-- Problem statement --
Copy out the full text about KIRF INDIA's rural education centers word for word, changing nothing.

-- Supplied text --
..............................
KIRF INDIA has established three Education Centers in acutely poor rural villages using existing village structures and with active community support. Over 450 children of the lowest caste (called Dalit--formerly known as "untouchable"), have been given a chance for a better life with an academic education that often includes health and medical care. Funds are needed for school supplies, teachers’ salaries , medical supplies and nutritious food for those suffering from malnutrition.
Many children who are eager to learn are turned away due to lack of resources.
Children are assigned to classes by ability and not by age. For example, some girls began their education at eleven years of age. We take every precaution to be sensitive to these situations and in no way cause them embarrassment.
Attendance at our centers is considerably less during the hot dry summer months and the harvest season in this aguarian area. Many students either work in the fields or care for siblings while the adults are in the fields.
During a class the students sit on mats on the floor of government community buildings which are loaned to the village and KIRF INDIA as temporary school buildings.
..............................
-- Information given --
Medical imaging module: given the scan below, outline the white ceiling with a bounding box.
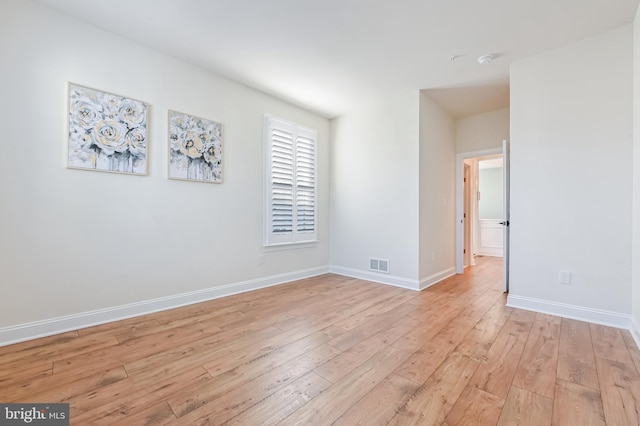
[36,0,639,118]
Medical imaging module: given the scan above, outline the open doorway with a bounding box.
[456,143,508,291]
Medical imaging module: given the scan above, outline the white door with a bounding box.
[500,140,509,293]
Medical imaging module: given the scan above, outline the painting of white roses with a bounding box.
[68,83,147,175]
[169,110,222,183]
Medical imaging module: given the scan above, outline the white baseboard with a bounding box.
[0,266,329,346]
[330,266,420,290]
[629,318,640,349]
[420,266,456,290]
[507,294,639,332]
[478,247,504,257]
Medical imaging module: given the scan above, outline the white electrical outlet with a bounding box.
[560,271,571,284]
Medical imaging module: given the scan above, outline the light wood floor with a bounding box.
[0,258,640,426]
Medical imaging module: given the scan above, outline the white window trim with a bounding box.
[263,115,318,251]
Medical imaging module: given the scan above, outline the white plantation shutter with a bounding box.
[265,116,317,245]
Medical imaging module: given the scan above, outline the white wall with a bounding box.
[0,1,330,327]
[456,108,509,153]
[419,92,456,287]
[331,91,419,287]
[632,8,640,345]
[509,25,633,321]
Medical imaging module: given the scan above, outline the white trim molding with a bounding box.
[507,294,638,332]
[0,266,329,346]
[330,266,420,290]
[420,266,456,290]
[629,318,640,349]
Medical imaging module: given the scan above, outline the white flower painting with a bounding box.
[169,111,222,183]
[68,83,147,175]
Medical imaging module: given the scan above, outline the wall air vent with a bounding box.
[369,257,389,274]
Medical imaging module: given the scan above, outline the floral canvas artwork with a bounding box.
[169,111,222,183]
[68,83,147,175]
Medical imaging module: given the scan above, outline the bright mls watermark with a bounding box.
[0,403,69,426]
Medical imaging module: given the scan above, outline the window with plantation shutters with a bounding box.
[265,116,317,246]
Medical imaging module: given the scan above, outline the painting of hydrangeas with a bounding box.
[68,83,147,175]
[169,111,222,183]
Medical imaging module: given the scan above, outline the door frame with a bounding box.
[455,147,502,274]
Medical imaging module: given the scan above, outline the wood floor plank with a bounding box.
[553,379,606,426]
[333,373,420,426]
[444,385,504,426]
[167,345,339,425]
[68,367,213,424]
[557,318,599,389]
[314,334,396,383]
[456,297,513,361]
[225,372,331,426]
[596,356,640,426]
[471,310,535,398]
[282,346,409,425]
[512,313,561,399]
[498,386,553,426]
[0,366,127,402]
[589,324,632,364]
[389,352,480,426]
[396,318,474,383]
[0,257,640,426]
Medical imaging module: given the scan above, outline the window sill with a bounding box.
..............................
-- Solution to this task --
KIRF INDIA has established three Education Centers in acutely poor rural villages using existing village structures and with active community support. Over 450 children of the lowest caste (called Dalit--formerly known as "untouchable"), have been given a chance for a better life with an academic education that often includes health and medical care. Funds are needed for school supplies, teachers’ salaries , medical supplies and nutritious food for those suffering from malnutrition.
Many children who are eager to learn are turned away due to lack of resources.
Children are assigned to classes by ability and not by age. For example, some girls began their education at eleven years of age. We take every precaution to be sensitive to these situations and in no way cause them embarrassment.
Attendance at our centers is considerably less during the hot dry summer months and the harvest season in this aguarian area. Many students either work in the fields or care for siblings while the adults are in the fields.
During a class the students sit on mats on the floor of government community buildings which are loaned to the village and KIRF INDIA as temporary school buildings.